Copy out the records, starting with the line that contains "Any visible audio recording" and going on through the line that contains "[350,54,365,80]", both lines included.

Extracted data:
════════════════
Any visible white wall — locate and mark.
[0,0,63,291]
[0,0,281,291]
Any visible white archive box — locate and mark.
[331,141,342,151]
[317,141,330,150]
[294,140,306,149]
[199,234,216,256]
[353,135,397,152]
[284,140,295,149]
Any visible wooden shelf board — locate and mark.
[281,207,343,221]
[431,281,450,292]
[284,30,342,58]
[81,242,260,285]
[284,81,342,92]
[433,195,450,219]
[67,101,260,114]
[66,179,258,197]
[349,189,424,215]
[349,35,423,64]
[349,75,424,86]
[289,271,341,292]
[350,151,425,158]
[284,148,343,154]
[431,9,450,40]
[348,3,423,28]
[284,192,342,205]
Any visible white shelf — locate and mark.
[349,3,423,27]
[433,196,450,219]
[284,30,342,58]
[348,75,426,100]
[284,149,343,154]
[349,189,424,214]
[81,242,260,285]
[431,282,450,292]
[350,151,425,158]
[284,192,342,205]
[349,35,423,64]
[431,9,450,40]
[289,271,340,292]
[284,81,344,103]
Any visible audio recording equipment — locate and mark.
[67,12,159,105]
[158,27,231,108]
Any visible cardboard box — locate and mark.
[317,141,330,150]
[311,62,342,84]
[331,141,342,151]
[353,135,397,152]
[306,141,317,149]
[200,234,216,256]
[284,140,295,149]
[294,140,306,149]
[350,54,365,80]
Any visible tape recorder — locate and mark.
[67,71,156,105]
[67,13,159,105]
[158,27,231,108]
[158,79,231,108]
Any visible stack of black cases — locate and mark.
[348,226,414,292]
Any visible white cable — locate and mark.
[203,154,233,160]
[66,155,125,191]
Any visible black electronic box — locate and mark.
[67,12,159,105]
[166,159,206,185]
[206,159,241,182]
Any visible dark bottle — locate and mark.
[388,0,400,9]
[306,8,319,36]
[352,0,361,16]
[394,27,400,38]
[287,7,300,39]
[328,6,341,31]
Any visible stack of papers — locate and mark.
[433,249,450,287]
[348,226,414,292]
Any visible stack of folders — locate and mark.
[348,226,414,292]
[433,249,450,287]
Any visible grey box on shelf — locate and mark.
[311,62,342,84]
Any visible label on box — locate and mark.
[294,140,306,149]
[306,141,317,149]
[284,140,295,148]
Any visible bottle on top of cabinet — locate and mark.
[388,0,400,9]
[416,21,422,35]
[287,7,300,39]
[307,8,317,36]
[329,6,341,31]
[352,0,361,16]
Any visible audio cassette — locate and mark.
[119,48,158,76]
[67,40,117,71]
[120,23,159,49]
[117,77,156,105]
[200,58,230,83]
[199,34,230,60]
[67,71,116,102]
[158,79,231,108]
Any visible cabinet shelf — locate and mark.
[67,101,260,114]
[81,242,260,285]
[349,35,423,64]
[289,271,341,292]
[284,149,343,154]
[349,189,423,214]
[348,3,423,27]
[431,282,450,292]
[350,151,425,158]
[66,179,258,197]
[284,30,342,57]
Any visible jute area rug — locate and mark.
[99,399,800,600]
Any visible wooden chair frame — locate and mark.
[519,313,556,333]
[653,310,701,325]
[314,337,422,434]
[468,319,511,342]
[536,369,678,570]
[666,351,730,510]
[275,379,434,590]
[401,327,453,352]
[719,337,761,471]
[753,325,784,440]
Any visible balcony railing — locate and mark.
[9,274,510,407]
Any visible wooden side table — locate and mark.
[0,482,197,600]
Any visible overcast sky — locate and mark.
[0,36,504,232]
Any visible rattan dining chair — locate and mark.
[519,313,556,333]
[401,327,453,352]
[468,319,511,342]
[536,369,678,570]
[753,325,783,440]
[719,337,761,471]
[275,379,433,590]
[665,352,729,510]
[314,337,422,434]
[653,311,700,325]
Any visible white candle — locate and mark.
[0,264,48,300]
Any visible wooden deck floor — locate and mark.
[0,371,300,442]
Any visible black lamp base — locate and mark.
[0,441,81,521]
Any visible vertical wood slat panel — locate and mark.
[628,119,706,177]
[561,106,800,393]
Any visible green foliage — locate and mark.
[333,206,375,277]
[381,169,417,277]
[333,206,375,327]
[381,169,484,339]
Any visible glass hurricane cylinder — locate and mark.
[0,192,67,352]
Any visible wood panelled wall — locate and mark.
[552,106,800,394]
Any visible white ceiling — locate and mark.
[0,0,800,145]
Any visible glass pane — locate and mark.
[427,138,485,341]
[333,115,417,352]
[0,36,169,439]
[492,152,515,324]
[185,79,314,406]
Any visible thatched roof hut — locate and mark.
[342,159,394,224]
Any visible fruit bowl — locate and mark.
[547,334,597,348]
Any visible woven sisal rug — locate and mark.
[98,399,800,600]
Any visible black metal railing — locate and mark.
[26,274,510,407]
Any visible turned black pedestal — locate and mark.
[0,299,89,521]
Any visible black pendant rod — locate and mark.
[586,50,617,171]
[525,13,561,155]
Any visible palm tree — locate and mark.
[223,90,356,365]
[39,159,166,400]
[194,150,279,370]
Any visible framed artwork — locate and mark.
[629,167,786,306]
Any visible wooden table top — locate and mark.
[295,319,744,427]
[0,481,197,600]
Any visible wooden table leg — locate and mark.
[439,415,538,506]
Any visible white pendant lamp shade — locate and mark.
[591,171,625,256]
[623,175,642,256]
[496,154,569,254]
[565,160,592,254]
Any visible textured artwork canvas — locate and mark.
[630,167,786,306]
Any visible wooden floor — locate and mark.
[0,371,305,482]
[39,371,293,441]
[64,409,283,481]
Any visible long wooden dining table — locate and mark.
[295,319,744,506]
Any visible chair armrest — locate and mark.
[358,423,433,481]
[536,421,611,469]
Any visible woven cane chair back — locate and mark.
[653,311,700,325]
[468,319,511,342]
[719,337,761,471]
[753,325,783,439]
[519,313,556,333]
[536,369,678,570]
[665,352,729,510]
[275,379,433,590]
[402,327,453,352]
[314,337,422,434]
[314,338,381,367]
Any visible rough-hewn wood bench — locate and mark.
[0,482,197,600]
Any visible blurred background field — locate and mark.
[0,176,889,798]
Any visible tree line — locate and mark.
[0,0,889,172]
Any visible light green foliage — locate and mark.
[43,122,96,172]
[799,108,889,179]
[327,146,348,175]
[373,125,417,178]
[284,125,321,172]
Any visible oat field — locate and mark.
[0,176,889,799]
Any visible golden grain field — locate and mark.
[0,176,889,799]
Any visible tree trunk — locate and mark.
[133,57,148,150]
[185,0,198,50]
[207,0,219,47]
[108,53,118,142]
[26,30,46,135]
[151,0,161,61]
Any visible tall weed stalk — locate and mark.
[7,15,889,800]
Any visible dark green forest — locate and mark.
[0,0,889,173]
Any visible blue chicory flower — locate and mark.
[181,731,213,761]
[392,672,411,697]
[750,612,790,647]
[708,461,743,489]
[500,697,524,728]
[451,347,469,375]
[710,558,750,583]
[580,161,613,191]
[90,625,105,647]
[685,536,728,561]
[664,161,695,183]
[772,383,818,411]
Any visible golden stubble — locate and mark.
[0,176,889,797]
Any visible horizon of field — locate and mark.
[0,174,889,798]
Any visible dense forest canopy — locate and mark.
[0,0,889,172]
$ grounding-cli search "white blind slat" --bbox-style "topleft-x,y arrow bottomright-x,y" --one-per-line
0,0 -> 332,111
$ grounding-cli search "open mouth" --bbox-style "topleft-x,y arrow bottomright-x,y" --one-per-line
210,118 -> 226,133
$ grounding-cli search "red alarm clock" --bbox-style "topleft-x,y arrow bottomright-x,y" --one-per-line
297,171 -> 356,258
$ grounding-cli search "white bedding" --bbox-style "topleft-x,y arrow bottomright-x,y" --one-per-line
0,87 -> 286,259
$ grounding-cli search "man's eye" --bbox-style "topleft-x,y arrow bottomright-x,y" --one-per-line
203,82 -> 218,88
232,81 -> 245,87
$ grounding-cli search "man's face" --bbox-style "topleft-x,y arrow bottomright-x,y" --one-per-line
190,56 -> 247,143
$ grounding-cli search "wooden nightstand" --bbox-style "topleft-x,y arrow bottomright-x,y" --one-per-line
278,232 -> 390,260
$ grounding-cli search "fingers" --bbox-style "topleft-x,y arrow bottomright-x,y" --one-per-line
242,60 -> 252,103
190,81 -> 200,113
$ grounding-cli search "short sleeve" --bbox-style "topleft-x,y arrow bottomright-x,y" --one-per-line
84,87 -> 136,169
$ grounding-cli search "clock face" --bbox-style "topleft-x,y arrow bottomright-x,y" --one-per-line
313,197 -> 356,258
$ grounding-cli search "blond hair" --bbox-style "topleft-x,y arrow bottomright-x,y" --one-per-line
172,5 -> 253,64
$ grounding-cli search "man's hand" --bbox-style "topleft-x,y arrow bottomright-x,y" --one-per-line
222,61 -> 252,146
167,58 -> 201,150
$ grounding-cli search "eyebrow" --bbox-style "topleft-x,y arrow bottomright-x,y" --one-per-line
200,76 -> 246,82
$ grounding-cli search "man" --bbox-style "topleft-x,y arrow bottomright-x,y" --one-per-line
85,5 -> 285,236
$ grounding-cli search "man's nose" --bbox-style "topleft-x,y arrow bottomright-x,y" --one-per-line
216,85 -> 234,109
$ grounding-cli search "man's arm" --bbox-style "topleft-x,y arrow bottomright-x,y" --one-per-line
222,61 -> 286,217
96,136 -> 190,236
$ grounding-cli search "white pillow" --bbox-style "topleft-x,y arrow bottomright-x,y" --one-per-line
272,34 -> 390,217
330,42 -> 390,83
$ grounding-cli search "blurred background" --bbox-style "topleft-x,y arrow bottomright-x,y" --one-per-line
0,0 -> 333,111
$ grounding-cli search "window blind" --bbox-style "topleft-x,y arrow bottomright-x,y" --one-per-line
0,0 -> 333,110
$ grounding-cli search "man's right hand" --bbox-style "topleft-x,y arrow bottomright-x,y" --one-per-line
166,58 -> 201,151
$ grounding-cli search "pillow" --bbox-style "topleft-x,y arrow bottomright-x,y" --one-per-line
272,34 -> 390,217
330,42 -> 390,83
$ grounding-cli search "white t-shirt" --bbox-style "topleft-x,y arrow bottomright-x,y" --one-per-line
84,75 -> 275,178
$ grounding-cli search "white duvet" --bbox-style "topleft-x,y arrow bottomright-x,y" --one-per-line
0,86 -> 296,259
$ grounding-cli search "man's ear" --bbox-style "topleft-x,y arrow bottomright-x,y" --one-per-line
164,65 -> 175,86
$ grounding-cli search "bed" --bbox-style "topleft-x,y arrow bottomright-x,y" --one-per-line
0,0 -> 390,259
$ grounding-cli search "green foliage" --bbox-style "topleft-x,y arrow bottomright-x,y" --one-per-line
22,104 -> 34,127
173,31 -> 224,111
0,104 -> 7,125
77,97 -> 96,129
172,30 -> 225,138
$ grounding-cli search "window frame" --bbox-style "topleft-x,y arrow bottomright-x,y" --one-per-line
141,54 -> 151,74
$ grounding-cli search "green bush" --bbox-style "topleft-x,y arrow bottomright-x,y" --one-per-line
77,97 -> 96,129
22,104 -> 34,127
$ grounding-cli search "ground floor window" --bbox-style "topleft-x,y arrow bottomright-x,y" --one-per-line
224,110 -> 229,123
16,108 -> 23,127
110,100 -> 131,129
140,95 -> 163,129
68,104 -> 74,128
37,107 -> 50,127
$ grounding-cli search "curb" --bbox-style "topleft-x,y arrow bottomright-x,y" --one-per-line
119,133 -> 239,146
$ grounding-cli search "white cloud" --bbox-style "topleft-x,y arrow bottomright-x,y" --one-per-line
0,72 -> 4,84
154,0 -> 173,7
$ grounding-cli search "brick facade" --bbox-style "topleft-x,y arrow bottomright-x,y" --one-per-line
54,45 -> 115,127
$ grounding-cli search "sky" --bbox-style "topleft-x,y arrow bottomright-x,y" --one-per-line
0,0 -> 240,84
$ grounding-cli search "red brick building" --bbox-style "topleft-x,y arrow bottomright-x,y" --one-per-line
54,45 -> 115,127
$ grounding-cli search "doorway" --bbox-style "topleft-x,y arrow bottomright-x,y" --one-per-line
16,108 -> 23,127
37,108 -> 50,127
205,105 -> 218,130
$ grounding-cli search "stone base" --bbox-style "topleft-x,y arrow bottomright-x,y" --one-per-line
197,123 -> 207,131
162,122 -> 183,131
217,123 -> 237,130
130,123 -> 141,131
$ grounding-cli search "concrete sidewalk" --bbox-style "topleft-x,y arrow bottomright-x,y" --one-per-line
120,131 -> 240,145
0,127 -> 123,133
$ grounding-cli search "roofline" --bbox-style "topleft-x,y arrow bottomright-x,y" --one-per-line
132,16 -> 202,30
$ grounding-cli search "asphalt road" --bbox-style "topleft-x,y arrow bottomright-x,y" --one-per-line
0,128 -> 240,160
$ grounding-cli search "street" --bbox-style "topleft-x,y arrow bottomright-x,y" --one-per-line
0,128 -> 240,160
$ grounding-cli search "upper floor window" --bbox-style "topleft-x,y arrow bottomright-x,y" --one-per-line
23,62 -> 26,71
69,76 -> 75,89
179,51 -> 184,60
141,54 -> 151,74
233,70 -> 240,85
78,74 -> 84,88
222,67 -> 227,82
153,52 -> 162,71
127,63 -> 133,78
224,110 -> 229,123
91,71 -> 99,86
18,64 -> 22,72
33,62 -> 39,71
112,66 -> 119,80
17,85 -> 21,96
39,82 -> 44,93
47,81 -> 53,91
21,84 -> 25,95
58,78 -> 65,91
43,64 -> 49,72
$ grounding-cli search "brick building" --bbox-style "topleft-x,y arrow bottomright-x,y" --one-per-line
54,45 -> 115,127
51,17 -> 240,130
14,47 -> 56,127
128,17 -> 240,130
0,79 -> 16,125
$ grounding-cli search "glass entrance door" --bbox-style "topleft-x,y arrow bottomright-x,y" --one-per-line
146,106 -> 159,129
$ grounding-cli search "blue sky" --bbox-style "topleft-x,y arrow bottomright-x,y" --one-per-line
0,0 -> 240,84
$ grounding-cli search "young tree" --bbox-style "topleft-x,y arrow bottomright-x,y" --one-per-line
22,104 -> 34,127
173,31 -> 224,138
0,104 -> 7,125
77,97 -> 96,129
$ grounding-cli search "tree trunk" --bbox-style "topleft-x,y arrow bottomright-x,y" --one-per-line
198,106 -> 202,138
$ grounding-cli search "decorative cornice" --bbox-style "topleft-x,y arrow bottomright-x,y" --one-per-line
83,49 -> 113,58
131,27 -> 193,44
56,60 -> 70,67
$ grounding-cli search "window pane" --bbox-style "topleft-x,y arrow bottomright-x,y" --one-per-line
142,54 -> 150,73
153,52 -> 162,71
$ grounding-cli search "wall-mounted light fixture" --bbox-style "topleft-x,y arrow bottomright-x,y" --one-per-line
════════════════
Exercise result:
Any visible audio recording equipment — locate and mark.
[67,12,159,105]
[158,27,231,108]
Any visible cardboard box — locate and mark.
[317,141,330,150]
[311,62,342,84]
[331,141,342,151]
[353,135,397,152]
[306,141,317,149]
[200,234,216,256]
[284,140,295,149]
[294,140,306,149]
[350,54,365,80]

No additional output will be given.